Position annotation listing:
******************************
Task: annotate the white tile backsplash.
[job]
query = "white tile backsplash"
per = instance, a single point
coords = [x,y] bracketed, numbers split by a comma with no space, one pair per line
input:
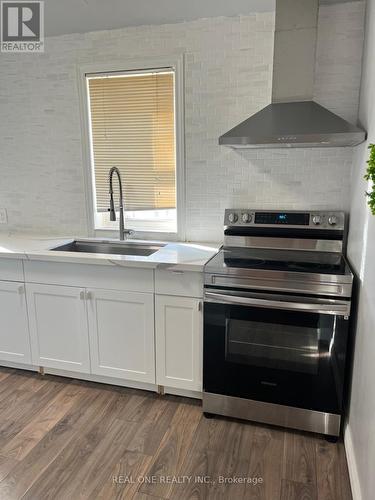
[228,73]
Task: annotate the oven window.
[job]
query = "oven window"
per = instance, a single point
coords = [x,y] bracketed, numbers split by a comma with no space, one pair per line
[292,346]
******************************
> SHORT PROBLEM:
Rewrite every line of the listing above as a numbered list, skipping blank lines and leaving out the pictures.

> RESULT OF THE EXERCISE:
1. Task: annotate the white tile backsplash.
2. [job]
3. query = "white tile backsplash"
4. per = instance, a single point
5. coords = [x,y] bracketed, numbers split by a comma with no space, one pair per line
6. input:
7. [228,73]
8. Task: annotate the oven window.
9. [job]
10. query = "oven window"
11. per = instance, a single point
12. coords = [x,y] bracketed, numbers split by a comma with no space, one pair per line
13. [292,346]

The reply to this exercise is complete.